OBJECTIVES.
1. Please answer these questions from the Moeran Cello Concerto passage below:
(a) Where did the writer buy the original vinyl album?
(b) From what spot were Moeran and Peers Coetmore photographed for the cover?
(c) For how many years has the Cello Concerto held its place as the writer's top Desert Island Disc?
2. In one to three sentences, explain why the cover photograph in the Moeran Cello Concerto passage below moved the writer so much at about age 16.
3. Extend the Moeran Cello Concerto passage below, picking up after its final sentence.

---------- READING TEXT ----------

Experience Classicsonline


I must confess that at the age of about 16 I fell in love with Peers Coetmore. I recall buying the original Lyrita vinyl album of the Cello Concerto from a shop called Cuthbertson’s in Cambridge Street, Glasgow. On the cover of that LP was a lovely photograph of Moeran and Peers looking out over a hilly landscape from the Queen Victoria monument in the Malvern Hills. It fulfilled all my youthful romantic notions of what a woman should be like: one who loved the British landscape, was a consummate musician and an attractive lady. Since that time the Cello Concerto has been my number one Desert Island Disc. It has never, in 38 years, been usurped from that position. In spite of the fact of a certain critical downer on Peer’s playing, it will always remain for me the definitive performance of this masterly work.

---------- ENTRIES PROVIDED ----------

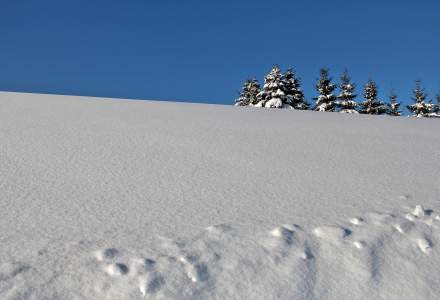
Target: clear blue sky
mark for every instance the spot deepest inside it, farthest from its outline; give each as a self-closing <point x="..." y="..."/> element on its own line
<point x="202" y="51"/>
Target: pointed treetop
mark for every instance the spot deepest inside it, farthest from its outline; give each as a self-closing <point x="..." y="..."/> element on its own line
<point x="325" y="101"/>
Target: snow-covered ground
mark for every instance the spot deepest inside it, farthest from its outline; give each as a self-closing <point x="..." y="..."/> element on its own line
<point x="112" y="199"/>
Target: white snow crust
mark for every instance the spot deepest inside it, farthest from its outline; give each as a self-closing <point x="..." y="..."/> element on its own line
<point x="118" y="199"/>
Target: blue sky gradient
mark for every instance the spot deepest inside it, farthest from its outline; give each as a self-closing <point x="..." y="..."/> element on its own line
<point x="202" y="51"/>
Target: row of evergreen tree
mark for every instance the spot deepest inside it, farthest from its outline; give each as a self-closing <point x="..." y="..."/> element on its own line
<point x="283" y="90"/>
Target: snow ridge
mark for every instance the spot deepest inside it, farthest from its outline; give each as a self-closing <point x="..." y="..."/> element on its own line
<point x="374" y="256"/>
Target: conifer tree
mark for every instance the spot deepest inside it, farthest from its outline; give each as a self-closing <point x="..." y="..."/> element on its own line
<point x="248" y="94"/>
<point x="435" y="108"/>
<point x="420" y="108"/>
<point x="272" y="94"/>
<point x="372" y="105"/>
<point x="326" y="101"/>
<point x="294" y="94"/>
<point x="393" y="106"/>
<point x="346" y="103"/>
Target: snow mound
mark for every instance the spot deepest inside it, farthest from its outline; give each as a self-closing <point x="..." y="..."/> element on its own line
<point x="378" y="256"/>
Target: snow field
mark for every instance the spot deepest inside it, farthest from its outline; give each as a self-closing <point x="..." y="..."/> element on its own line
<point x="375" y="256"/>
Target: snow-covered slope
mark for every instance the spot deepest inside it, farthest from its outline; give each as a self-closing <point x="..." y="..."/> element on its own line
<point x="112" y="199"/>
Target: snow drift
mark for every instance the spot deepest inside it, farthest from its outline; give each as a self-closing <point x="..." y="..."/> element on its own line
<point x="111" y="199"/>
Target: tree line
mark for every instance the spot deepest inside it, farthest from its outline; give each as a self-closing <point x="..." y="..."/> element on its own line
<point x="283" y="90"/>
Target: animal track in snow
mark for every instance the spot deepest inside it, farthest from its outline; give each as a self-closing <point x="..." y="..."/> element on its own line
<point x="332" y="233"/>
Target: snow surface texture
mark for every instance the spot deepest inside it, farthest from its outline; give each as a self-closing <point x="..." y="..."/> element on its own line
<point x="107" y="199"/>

----------
---------- ENTRIES PROVIDED ----------

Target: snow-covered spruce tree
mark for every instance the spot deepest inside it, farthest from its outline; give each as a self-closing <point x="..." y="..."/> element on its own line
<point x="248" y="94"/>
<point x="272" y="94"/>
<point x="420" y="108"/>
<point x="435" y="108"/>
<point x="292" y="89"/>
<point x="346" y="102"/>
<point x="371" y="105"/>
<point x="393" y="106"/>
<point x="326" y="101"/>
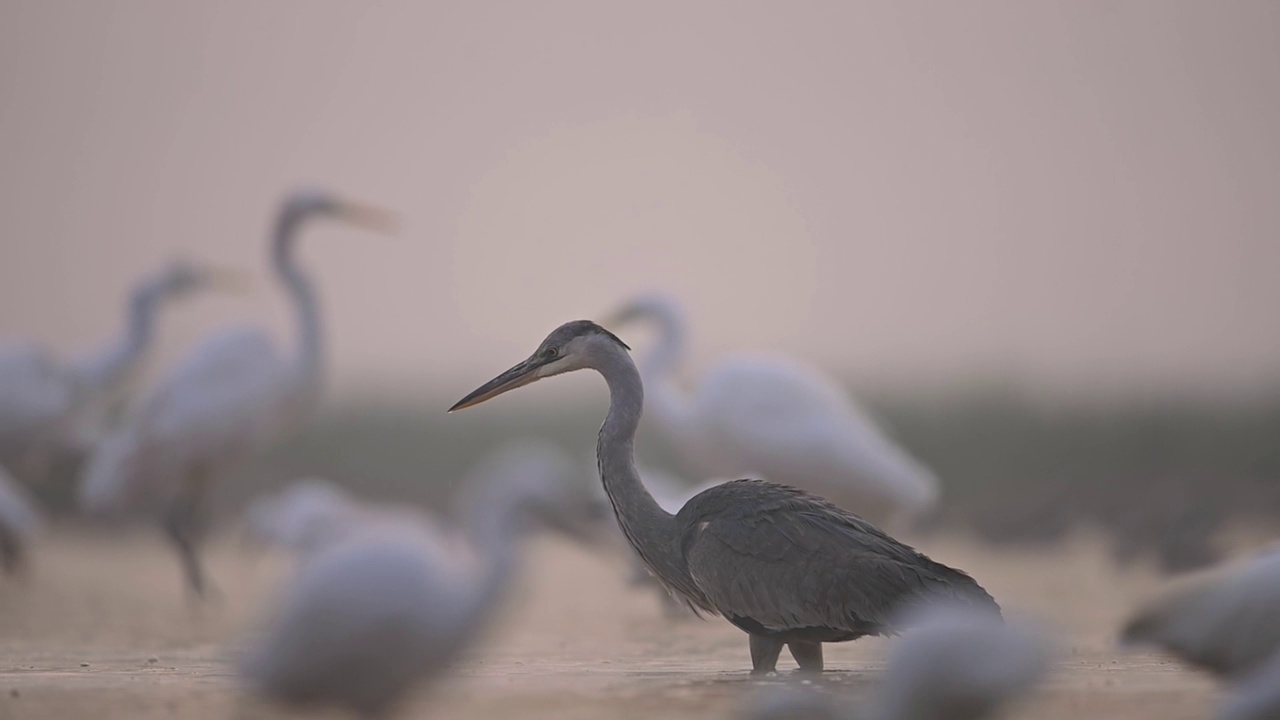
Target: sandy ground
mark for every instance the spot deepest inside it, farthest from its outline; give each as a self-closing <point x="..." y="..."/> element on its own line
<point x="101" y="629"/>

----------

ANSWERS TO EACH TASK.
1.
(a) At Cuthbertson's in Cambridge Street, Glasgow.
(b) From the Queen Victoria monument in the Malvern Hills.
(c) 38 years.

2. The photograph fulfilled the writer's youthful romantic notions of what a woman should be like. It presented Peers Coetmore as someone who loved the British landscape, was a consummate musician and was attractive.

3.
A few biographical notes about the composer may be helpful. Ernest John (Jack) Moeran was born at Heston, Middlesex on 31 December 1894. He was the son of an Irish clergyman working in Norfolk, so church music was a part of his upbringing. He attended what was at that time the most musical of all the public schools, Uppingham. His teacher there was Robert Sterndale Bennett, the grandson of the British composer, William.
 
On leaving school in 1913 he enrolled as a student at the Royal College of Music. The course was to be short-lived. Upon the start of hostilities in 1914, Moeran enlisted in the Army. After service on the Western Front he returned to England with a serious head wound: he never fully recovered from this injury.
 
After the war he had some musical instruction from John Ireland. However, most of his musical learning came from his two companions - Bernard van Dieren and Philip Heseltine (Peter Warlock).
 
Although regarded as an ‘English’ composer, Moeran had an Irish streak in his blood: his father was born in Dublin! He was always to love that great country and its people.
 
Finally, Moeran was to die on the banks of the River Kenmare on 1 December 1950, from what was thought to be a brain haemorrhage.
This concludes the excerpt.